• _Exercise_
Reproduce every line of the items below, including the requests, and shift each point coordinate in the answers by adding 25 to both of its numbers. Leave out the pictures.

• _Records for this exercise_
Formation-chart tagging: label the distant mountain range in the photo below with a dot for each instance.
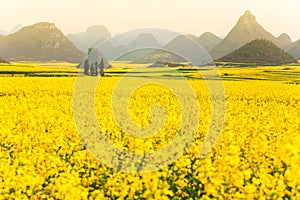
(209, 41)
(246, 30)
(259, 52)
(45, 42)
(93, 36)
(39, 42)
(285, 39)
(294, 49)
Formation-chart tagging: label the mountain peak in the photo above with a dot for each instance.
(44, 25)
(259, 52)
(247, 17)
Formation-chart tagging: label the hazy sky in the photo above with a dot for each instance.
(187, 16)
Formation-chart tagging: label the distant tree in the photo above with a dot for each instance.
(101, 67)
(96, 68)
(92, 69)
(86, 67)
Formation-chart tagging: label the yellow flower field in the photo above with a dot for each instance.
(256, 157)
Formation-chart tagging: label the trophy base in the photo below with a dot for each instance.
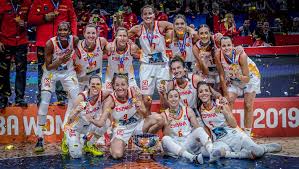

• _Answer below_
Formation-chart tagging: label the distant mountain range in the photo below with a dot for each instance.
(234, 66)
(271, 55)
(284, 77)
(70, 67)
(118, 61)
(64, 67)
(310, 64)
(319, 74)
Formation-chart tagging: label the mountain peak in the photo above with a dot for each instance.
(69, 50)
(284, 77)
(272, 42)
Formation-chart tagging: label the hazy sky in the photo above with a dot for each instance.
(212, 41)
Formation-chart tagging: label the distant tree in the photo above with a dot for each instance.
(126, 92)
(121, 93)
(117, 94)
(111, 92)
Formation-chart tagging: label the yellow flower field in the photo above with a dot for each instance.
(281, 182)
Formation-chart tagging: label the trophy base in the photo below with a dot for each instance.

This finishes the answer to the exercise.